> DIRECTIONS FOR THIS TASK:
Begin at the line that contains "# Outline the region of every instance of the ash" and stop at the end of the records. Write out all of those lines again, requests included, and shift each coordinate in the answers by adding 27 to it.

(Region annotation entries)
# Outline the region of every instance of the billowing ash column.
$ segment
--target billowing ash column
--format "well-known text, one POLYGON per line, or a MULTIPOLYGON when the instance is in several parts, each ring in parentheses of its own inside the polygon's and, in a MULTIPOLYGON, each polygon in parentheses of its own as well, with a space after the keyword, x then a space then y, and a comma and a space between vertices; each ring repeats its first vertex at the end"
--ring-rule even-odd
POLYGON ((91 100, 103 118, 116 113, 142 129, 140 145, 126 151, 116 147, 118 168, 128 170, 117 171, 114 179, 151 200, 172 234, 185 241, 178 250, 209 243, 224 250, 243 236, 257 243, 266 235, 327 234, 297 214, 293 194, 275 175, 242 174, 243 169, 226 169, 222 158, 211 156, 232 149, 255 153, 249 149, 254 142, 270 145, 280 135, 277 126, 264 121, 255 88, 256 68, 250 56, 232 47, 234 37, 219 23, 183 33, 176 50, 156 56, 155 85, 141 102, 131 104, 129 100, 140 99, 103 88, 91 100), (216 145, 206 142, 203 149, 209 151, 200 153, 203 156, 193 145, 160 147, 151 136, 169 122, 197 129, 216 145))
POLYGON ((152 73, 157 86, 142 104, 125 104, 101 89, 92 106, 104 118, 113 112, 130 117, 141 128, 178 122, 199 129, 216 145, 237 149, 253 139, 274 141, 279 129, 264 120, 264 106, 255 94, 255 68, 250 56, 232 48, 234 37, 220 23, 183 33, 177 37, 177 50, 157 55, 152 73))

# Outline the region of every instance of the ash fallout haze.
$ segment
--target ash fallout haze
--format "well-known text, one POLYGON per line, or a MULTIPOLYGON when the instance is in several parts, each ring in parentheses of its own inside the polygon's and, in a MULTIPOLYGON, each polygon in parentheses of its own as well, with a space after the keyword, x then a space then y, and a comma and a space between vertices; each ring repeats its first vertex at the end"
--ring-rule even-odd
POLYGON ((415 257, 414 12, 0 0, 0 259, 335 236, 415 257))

> EXERCISE SOLUTION:
# Outline the region of every instance of the ash fallout haze.
$ segment
--target ash fallout haze
--format "well-known text, one POLYGON per line, or a MULTIPOLYGON when the instance is in several parts, each ring in parentheses of its own inside the polygon's and, in a MULTIPOLYGON, each polygon in parentheses of its own as well, with a space after the keyword, x then a space then y, and a comma and a space between vertices; each ring repeats its first vertex at the end"
--ring-rule even-odd
POLYGON ((442 284, 441 39, 27 27, 27 286, 362 263, 442 284))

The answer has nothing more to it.